Point placement records
"""
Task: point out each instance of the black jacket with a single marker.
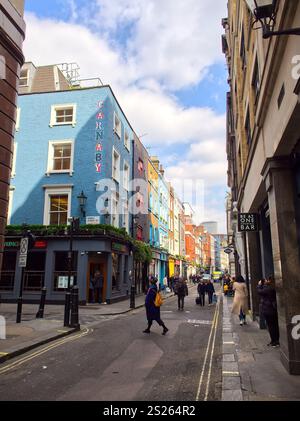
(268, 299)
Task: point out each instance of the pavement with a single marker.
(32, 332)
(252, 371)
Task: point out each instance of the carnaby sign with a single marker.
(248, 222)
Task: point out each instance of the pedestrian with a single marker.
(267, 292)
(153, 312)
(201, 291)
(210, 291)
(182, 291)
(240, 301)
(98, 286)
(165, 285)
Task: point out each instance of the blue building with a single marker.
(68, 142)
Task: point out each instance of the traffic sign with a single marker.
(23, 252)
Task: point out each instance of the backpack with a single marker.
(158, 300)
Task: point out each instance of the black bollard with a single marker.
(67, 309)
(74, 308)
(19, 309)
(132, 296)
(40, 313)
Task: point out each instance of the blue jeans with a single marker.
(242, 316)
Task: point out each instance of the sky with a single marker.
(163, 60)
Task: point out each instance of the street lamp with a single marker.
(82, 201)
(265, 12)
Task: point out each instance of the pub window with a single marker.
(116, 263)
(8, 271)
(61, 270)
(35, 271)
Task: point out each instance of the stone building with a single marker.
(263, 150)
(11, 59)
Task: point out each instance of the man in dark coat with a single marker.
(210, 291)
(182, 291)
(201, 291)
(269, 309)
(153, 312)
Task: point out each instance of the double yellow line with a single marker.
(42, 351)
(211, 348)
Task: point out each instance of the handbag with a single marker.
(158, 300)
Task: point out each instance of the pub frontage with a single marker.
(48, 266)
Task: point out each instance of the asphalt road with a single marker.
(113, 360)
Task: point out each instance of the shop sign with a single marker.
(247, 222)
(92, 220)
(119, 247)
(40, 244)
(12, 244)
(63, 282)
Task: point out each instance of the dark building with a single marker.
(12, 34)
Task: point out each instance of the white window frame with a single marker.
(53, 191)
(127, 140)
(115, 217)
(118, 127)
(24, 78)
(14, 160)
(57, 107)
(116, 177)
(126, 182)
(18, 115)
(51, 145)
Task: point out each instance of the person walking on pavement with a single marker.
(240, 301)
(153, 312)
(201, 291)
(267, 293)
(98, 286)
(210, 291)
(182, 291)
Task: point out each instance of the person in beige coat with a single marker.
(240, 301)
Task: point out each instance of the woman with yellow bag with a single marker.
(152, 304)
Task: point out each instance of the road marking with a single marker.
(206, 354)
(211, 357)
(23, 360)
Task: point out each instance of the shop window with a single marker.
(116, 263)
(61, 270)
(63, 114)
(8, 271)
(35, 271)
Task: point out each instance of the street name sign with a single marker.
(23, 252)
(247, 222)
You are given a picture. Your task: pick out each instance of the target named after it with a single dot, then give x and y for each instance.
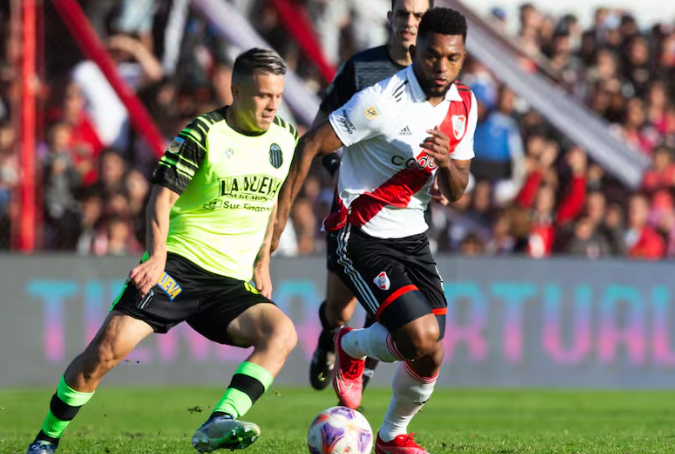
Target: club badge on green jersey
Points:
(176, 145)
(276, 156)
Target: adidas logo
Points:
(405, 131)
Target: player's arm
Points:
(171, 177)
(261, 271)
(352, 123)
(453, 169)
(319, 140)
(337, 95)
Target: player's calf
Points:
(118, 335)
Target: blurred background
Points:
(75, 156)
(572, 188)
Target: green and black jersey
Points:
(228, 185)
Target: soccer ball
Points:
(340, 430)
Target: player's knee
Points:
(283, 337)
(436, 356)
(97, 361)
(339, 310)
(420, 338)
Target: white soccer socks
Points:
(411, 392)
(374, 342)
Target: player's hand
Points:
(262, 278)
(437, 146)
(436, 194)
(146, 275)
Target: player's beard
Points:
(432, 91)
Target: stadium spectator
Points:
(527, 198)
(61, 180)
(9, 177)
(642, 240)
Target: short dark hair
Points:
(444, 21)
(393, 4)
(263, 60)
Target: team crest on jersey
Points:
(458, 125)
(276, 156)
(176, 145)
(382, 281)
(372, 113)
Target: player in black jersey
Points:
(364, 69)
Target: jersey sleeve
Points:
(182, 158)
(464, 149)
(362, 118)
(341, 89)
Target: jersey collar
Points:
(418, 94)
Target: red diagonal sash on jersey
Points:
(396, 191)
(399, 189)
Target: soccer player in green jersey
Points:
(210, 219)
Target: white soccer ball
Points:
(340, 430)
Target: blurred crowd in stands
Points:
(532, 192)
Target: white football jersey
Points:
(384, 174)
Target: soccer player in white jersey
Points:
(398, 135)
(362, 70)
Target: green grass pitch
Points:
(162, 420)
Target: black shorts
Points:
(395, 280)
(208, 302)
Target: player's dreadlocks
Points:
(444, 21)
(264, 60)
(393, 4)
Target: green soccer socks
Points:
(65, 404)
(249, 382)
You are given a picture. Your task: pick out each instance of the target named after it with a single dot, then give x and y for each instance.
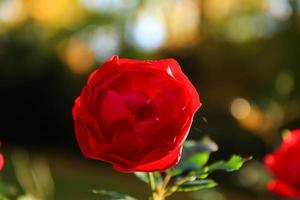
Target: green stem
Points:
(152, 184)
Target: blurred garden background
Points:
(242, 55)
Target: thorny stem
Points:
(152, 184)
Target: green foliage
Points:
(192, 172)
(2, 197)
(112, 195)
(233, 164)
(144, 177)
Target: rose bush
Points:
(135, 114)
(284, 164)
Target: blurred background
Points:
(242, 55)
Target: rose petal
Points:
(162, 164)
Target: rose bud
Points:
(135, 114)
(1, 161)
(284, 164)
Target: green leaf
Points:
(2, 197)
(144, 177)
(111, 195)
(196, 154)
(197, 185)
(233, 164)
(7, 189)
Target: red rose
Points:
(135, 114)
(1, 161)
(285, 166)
"""
"""
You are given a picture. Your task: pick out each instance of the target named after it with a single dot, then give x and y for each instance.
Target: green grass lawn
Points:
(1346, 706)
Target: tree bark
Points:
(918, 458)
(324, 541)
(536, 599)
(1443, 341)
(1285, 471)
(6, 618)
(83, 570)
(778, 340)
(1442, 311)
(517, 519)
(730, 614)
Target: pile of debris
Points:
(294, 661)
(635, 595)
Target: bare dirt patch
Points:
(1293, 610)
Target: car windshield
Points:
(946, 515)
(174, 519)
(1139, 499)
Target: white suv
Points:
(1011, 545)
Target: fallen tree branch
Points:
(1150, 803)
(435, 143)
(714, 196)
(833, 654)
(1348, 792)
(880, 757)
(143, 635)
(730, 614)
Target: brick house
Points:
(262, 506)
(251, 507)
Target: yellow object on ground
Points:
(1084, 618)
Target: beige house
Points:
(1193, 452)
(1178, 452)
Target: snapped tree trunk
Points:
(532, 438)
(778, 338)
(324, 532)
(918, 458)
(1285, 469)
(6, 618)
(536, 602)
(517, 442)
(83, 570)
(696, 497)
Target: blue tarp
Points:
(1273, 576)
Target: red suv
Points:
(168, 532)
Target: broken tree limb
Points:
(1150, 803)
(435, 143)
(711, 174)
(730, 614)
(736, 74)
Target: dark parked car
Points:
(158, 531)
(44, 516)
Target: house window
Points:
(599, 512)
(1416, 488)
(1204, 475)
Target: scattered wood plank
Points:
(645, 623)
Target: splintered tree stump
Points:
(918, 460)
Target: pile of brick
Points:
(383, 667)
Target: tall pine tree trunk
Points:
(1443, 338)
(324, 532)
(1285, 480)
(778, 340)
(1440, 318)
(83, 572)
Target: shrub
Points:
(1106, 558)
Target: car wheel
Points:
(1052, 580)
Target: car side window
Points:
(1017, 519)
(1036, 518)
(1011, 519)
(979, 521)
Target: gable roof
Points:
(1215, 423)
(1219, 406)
"""
"""
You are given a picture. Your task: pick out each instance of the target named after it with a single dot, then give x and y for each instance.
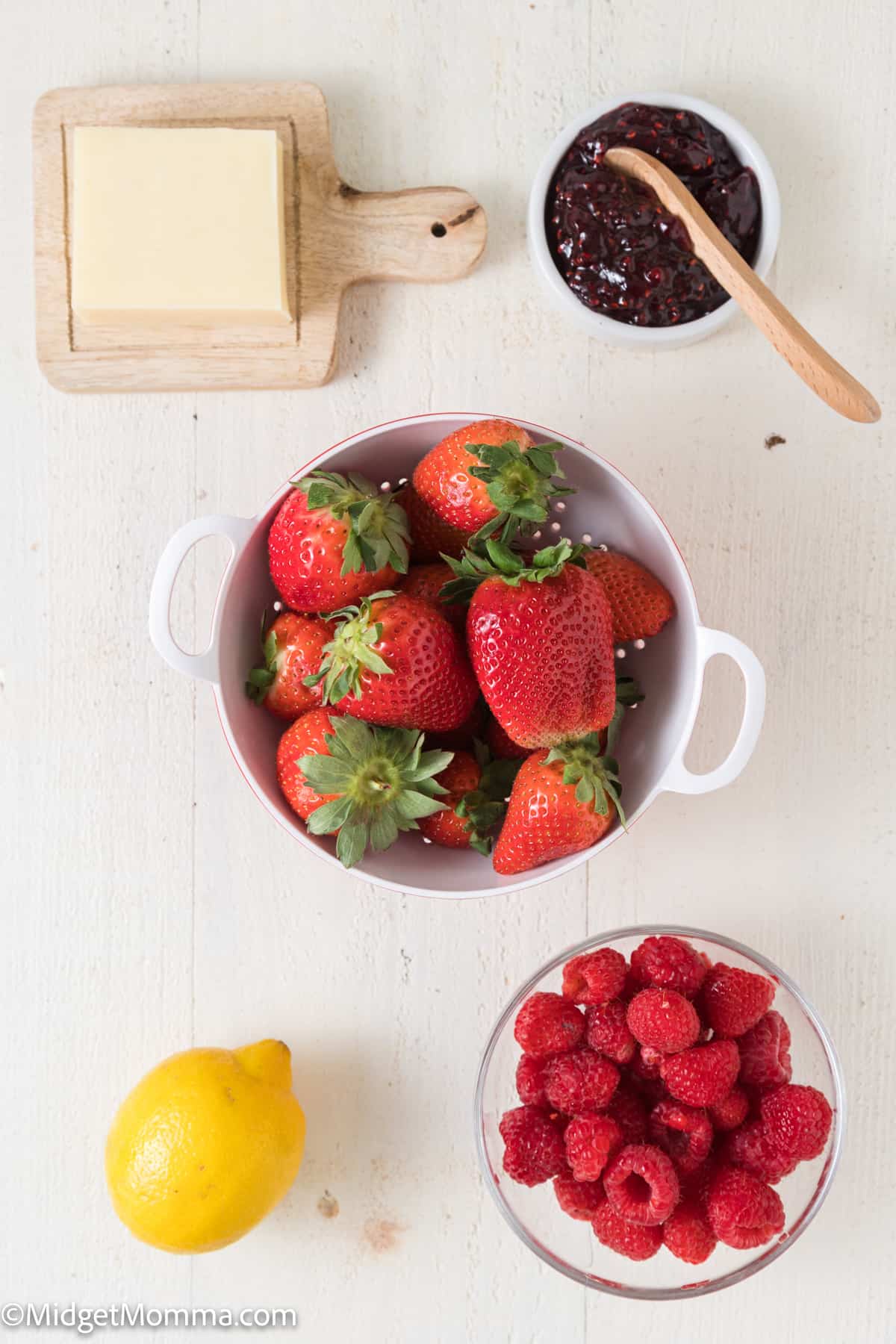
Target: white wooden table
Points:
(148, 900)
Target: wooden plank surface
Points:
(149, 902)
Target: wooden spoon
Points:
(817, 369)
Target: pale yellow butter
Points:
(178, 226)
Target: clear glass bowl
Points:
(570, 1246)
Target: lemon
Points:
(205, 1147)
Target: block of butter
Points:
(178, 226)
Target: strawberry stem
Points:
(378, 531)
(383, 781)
"""
**WHAT YOU HAVE TO DO**
Return every line of the records that contains the word "wooden", treating uppercase and lowercase as different.

**COMPLETED EXERCISE**
Target: white wooden table
Target: wooden plank surface
Target: wooden spoon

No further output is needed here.